Apply what you read
1/ Print the part of the post about getting a 10-year French visa starting at "I’m sending this" and ending at "of France now.".
2/ According to the post about the 10-year French visa, how long had the writer been living in Paris?

Page excerpt
##########

You guys. I got a 10-year visa. I almost can’t believe I’m typing those words. And thank goodness, because I’ve been so busy this week I wasn’t sure what I’d write in today’s intro! But, as if on cue, HUGE NEWS.
Some of you are new here, so welcome! Here’s the brief backstory: I’ve been living in Paris for nearly 7 years now, but I’ve always had “visitor” status. I’ll spare you the bureaucratic nonsense, but this basically meant I couldn’t work for a French company (should I want to) and I also had to renew the visa every year. The former wasn’t too big of an issue, because I mostly write for American media. And perhaps the latter wouldn’t be that big of a deal either if it weren’t France and if it didn’t require making a gazillion photocopies of birth certificates and utility bills and bank statements and tax documents, not to mention making appointments six months in advance on an archaic online system that crashes several times in the process. Oh, and let’s not forget the actual, in-person meeting of handing over the aforementioned dossier to staff that does not mince words or take pity on a nervous foreigner’s inability to think of the French word for “company” under pressure. (It’s entreprise.)
So! After living here for 5 years, I was eligible to apply for a covetable 10-year card that would allow me to legally earn income from French companies AND avoid having to reapply year after year.
I submitted my application in 2020 only to be denied for unspecified reasons. (Because France.) Then, with hope and a dream (or is it on a wing and a prayer? let’s go with both), I gave it another go this year—bringing my much more fluent friend Jess with me to my appointment where she helped me plead my case. The first man I gave my dossier to was on the fence. Then, after waiting 45 minutes, his boss had a look and thought I had a good case. But, because France, they had to show it to yet another person. So with an eyeroll and a shrug—and a teensy bit of the hope/dream/wing/prayer I came in with—I left uncertain about what card I’d eventually be granted.
That was two months ago. To be honest, I kinda assumed I wouldn’t get it and was prepared for another one-year. I was just being cautiously optimistic, people! Hopeful, but not so much that I wouldn't run out of there livid and crying like the year before.
Well, yesterday was the day to pick it up. I woke up anxious before the sun at 7 a.m. But, to be honest, I’ve been overwhelmed all week. I’m having one of those “when it rains it pours” work moments that freelancers know all too well, and can barely catch my breath. My color-coded calendar is more dizzying than Charlie’s Chocolate Factory.
On my way to the prefecture, I realized I’d forgotten to put on this charm bracelet that I’d been wearing to previous appointments. It has all of Paris’s most famous monuments on it. Oh well, I thought. It’s sweet, but it also didn’t necessarily bring much luck last time... I also chuckled to myself thinking: Watch, I’ll get the 10-year on the day I’m going to London in the afternoon. Because, of course. Because France.
And that’s exactly what happened.
I’m sending this from London, where I’m seeing friends and doing my thing ’til next week. It’s a do-over trip for the one I canceled during the Omicron Rage in January. But don’t worry. I’m just visiting. I’m a resident of France now.

##########

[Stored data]

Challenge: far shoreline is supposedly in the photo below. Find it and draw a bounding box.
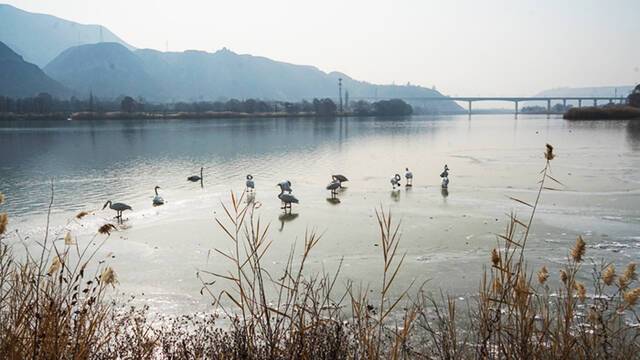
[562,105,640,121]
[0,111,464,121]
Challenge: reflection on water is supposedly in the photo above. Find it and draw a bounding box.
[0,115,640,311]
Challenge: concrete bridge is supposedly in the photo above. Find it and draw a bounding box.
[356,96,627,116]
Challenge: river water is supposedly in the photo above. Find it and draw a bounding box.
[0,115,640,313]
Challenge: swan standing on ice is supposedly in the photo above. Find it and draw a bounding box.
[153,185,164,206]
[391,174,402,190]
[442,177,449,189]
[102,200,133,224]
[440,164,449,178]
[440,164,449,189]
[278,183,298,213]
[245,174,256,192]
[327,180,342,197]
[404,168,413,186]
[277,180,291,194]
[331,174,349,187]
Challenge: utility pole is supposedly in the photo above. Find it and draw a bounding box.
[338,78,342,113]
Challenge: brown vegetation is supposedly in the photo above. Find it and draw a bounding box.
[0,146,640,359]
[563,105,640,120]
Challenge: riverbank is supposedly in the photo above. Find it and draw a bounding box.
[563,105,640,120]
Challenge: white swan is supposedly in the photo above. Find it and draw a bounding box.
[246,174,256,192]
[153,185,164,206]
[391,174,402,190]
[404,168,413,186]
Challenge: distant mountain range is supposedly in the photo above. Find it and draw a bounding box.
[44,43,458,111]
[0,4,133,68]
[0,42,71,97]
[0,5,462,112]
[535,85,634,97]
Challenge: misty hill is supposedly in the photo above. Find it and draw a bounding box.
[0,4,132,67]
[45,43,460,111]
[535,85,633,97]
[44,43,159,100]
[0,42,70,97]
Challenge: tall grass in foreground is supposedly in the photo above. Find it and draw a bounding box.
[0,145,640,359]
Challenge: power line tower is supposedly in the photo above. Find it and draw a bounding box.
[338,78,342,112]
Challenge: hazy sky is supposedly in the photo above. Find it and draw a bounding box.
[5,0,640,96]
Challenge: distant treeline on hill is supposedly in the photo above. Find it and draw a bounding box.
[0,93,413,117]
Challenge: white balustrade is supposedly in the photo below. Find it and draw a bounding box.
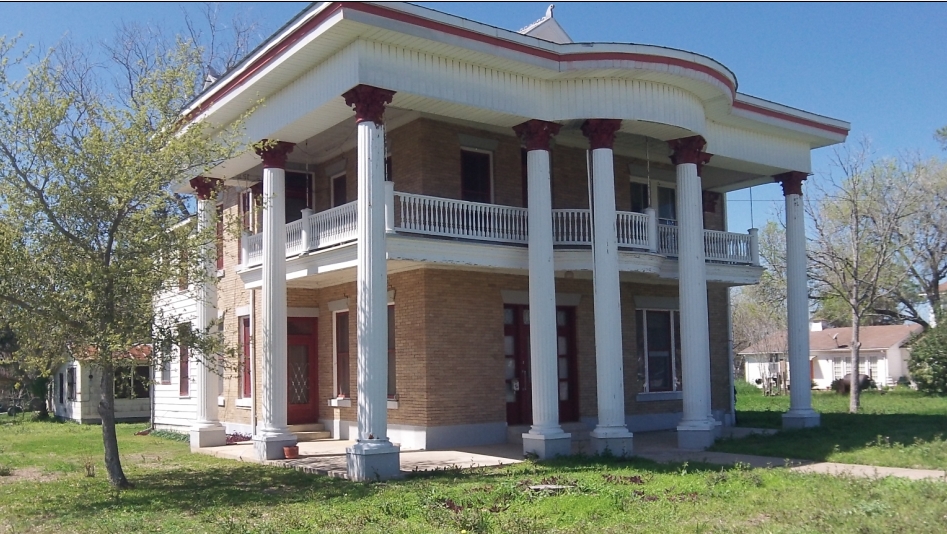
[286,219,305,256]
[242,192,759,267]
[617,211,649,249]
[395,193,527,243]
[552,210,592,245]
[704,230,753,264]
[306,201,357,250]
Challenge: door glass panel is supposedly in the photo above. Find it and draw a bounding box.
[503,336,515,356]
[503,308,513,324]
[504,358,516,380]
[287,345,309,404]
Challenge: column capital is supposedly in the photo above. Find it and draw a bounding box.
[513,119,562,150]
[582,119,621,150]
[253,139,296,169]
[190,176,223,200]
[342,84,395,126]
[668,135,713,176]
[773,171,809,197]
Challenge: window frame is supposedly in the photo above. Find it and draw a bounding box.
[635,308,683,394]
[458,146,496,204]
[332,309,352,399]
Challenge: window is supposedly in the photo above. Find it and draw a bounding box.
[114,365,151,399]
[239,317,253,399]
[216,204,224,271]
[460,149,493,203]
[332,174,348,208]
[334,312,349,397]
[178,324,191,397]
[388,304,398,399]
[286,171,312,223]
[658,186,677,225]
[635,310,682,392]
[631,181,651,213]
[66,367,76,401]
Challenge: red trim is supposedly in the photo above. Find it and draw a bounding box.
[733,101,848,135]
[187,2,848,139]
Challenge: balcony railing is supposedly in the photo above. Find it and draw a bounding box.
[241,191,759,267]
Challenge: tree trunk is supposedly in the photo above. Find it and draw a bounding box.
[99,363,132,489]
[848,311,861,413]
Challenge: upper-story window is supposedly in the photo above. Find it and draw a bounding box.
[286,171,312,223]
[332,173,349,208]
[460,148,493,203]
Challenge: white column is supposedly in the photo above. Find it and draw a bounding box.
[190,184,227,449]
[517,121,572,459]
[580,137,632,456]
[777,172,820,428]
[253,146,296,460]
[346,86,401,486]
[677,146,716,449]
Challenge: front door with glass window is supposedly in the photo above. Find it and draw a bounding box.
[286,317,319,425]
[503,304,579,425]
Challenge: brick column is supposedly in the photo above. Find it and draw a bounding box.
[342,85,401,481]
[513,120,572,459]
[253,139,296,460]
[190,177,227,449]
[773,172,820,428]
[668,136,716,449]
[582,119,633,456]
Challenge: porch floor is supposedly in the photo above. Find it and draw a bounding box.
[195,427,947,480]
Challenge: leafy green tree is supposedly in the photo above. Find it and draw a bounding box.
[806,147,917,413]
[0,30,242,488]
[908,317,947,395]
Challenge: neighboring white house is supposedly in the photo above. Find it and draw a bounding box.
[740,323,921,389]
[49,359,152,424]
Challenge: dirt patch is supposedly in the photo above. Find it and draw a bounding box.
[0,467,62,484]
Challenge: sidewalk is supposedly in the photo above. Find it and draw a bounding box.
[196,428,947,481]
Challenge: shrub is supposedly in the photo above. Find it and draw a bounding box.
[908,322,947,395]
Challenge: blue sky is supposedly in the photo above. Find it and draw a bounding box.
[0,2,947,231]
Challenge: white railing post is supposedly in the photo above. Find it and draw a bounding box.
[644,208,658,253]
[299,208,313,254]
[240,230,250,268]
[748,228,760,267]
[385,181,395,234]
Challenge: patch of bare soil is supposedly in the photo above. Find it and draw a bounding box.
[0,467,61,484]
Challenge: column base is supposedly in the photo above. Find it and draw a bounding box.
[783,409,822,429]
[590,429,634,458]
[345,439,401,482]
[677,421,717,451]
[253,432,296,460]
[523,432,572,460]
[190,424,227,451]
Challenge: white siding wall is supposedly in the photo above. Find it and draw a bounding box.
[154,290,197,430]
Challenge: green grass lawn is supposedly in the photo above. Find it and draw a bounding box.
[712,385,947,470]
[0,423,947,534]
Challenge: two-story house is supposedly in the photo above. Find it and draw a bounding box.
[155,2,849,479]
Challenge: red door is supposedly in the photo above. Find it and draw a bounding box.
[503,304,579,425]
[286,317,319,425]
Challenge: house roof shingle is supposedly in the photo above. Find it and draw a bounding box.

##########

Responses to the exercise
1/
I’m sending this from London, where I’m seeing friends and doing my thing ’til next week. It’s a do-over trip for the one I canceled during the Omicron Rage in January. But don’t worry. I’m just visiting. I’m a resident of France now.

2/ Nearly 7 years.